## SET PROBLEM
Copy the items word for word, from the line containing "Practice. Locate the watch" through the end of the items, including both of those lines. Leave the pictures out of the copy.

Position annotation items
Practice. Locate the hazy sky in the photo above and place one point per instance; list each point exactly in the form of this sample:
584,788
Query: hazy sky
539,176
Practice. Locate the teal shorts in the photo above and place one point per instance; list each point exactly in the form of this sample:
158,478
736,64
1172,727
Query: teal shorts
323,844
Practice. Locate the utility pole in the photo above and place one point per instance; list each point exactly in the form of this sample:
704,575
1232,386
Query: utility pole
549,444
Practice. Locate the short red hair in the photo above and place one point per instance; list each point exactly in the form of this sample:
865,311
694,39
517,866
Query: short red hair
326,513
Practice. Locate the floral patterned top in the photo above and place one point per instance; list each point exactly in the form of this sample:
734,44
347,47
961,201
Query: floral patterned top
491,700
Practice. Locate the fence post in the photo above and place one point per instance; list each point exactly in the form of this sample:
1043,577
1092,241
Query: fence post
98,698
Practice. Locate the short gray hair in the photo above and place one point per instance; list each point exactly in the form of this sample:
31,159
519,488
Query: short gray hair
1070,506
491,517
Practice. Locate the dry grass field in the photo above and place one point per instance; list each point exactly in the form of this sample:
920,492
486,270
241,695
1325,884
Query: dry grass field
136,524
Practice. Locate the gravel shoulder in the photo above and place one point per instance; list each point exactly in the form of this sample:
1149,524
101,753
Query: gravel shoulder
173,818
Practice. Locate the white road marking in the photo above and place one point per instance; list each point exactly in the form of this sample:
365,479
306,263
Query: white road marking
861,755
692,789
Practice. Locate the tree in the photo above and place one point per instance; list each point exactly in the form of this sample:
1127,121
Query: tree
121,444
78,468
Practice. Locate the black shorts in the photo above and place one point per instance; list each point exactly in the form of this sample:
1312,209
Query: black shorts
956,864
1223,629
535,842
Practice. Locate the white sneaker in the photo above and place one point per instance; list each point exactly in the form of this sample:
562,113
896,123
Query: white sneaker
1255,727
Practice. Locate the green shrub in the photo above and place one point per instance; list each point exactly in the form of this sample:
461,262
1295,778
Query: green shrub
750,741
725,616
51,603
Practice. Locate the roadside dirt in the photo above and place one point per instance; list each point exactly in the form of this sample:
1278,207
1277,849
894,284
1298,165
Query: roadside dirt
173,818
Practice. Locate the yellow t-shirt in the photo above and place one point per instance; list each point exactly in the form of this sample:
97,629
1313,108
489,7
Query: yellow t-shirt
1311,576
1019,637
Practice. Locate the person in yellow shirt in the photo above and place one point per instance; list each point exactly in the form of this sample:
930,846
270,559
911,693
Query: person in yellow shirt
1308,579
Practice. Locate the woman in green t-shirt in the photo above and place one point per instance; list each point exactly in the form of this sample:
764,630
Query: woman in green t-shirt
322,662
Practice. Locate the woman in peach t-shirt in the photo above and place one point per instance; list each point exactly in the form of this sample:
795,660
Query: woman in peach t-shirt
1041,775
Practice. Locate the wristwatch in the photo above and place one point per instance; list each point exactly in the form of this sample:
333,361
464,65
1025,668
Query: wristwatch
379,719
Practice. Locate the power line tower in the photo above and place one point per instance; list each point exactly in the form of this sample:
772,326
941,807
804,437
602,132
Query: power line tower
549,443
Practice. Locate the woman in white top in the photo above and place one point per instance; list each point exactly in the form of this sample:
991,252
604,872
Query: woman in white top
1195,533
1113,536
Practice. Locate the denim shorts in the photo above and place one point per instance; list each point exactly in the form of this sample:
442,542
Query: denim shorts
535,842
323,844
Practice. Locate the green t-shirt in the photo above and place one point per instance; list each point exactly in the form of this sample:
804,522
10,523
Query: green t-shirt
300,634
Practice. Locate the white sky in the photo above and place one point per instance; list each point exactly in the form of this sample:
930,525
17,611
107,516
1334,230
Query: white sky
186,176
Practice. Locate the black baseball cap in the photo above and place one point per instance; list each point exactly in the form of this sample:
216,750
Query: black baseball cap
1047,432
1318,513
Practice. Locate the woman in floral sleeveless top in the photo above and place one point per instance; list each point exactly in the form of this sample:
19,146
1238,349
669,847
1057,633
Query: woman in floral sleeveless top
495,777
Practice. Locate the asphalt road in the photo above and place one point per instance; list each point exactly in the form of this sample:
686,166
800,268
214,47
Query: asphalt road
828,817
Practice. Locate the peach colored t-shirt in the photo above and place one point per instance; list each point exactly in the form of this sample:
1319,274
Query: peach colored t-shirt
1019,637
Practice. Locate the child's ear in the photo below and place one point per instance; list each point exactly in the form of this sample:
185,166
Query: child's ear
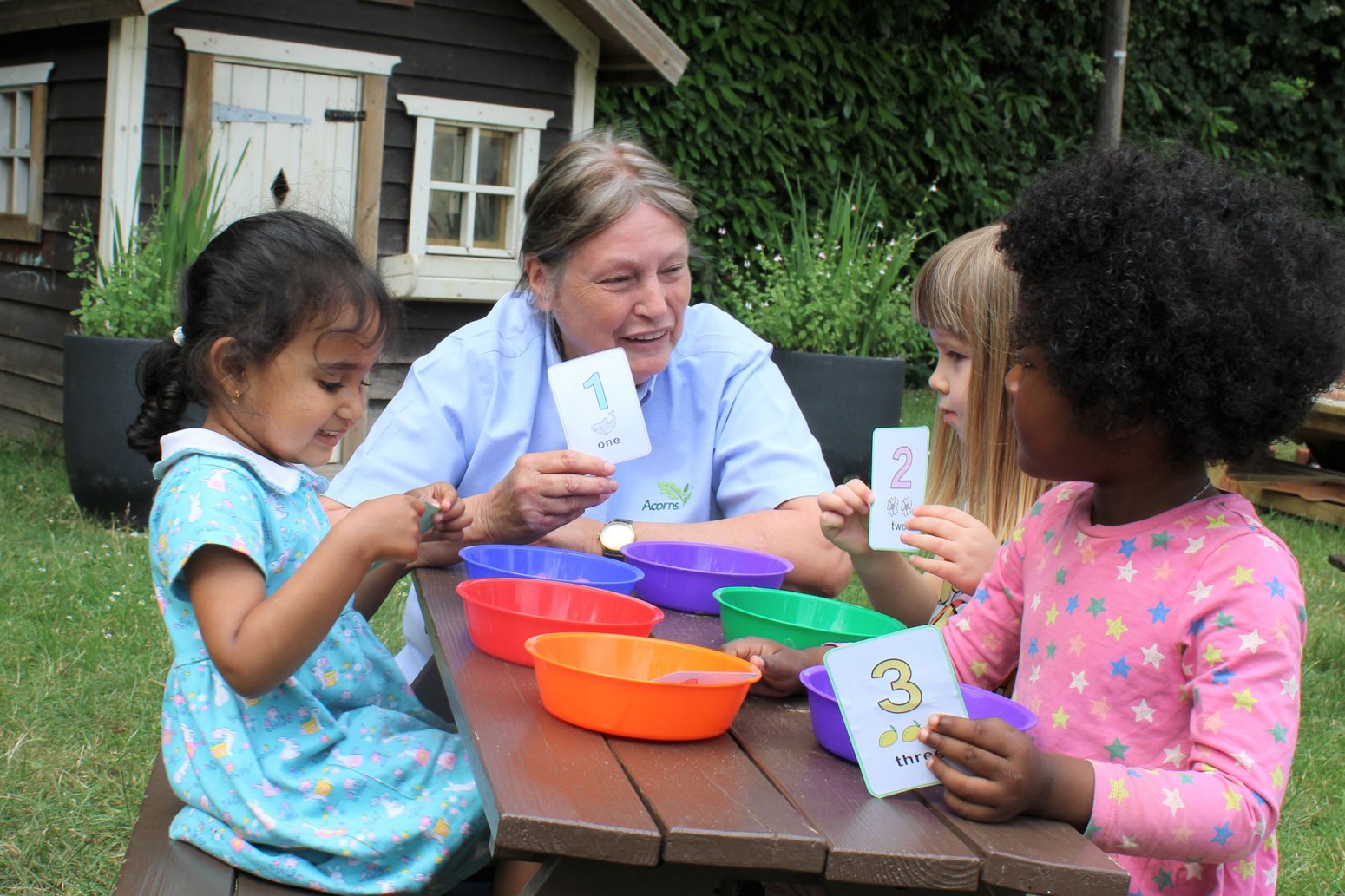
226,366
538,281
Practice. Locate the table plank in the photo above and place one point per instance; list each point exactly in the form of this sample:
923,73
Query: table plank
535,768
717,808
1034,854
829,791
860,827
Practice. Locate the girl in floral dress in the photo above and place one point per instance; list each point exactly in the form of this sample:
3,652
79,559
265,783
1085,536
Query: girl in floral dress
288,732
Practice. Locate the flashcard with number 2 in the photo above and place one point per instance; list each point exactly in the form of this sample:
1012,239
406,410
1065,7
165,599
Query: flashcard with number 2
599,409
900,473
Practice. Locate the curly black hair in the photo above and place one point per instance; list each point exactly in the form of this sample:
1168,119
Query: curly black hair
1164,288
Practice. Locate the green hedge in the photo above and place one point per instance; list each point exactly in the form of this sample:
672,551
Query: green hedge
973,95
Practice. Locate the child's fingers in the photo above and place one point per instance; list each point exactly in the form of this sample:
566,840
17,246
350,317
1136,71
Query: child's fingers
922,541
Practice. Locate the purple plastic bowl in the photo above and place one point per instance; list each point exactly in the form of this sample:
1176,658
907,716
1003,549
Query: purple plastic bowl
682,575
829,727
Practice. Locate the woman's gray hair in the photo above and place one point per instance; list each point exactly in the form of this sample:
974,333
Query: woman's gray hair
588,186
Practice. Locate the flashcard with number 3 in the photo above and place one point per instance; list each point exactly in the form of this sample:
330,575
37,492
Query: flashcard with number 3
900,473
599,409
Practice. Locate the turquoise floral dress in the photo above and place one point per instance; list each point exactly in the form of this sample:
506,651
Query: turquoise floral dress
338,779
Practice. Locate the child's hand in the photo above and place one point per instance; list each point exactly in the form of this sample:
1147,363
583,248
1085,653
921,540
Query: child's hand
1010,776
384,527
779,664
963,548
451,520
845,517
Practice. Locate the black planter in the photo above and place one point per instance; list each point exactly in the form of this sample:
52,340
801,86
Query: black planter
107,478
843,401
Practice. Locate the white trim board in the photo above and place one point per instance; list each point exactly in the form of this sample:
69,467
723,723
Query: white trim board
24,75
122,129
283,53
479,114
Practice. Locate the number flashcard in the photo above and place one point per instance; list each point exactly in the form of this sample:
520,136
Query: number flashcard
599,409
888,688
900,471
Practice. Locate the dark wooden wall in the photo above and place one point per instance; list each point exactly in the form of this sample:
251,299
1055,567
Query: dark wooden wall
478,50
36,292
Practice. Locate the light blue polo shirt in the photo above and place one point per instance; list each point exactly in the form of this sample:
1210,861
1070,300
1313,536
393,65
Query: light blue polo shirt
726,435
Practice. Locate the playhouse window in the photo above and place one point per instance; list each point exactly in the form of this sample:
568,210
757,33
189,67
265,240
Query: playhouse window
474,161
23,104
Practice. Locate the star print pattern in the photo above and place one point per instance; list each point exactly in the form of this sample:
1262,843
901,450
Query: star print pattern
1181,688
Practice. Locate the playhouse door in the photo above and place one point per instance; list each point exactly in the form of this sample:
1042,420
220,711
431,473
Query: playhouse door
295,136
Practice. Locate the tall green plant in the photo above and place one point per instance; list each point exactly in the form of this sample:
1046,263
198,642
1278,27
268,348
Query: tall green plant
833,280
134,293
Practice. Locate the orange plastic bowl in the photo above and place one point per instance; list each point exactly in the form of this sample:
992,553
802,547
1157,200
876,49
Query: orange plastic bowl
505,612
604,683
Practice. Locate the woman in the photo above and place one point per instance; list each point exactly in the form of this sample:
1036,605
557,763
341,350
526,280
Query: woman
606,256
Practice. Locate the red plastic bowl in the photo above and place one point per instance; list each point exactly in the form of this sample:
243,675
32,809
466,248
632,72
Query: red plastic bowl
505,612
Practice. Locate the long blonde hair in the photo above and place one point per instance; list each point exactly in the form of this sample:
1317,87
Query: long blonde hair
968,290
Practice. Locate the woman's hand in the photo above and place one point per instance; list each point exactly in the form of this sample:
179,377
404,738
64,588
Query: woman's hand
1009,775
963,548
845,517
542,493
779,664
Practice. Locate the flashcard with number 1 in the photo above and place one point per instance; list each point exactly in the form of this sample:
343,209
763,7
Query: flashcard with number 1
900,473
599,409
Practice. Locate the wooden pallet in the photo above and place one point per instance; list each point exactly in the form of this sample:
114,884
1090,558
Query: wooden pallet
1293,488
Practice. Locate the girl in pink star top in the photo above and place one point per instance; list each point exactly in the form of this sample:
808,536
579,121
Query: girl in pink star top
1171,314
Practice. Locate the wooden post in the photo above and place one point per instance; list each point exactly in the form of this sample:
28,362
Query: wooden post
1110,97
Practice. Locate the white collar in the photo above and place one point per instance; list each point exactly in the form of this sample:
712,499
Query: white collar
283,478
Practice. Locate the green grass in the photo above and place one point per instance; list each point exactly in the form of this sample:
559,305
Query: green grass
82,657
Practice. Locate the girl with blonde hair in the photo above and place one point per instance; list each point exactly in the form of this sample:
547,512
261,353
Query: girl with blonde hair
966,297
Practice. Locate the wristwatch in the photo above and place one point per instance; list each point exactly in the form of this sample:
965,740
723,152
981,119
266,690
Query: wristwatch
613,536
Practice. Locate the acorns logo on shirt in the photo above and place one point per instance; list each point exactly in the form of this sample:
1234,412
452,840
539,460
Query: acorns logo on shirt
677,497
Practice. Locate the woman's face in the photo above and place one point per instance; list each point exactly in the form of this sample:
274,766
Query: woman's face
626,287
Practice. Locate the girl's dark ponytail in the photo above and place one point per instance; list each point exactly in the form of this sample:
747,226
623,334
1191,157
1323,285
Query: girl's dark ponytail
161,383
257,283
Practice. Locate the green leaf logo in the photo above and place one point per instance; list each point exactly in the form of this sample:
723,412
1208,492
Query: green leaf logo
682,494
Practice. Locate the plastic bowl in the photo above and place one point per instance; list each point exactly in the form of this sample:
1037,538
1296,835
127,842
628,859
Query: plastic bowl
553,564
797,620
505,612
829,727
682,575
604,683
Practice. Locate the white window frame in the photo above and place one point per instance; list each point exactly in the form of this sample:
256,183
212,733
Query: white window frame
464,272
32,80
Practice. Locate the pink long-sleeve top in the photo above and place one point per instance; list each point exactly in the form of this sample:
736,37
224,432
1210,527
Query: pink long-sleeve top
1168,654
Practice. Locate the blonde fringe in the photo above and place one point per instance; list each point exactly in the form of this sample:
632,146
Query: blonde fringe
968,290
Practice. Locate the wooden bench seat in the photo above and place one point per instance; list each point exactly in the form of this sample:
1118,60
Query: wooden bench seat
159,867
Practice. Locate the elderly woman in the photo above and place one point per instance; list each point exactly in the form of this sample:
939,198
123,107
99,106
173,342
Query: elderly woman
604,260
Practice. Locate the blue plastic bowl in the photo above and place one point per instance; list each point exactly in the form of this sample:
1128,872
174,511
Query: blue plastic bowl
554,564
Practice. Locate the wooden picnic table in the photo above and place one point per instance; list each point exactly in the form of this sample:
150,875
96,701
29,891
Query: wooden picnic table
762,802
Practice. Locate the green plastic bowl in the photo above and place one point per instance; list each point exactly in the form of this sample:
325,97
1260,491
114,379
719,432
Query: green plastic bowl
797,620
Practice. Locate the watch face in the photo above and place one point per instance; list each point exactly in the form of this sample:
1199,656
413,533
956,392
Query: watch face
616,534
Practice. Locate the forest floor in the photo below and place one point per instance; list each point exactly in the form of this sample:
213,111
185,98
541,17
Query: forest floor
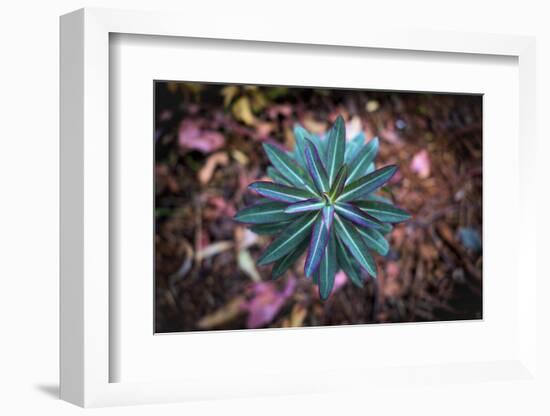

## ANSWER TO THE EXERCISE
Practice. Locate the watch face in the photo above and place one point per instance; list each point exactly in the form of this sample:
1199,656
413,533
956,392
Query: watch face
616,534
Practice. Locate the forest floor in the photo below and place one point per instance; list each point exactly in the form of this sample:
213,111
185,98
541,17
Query: forest floor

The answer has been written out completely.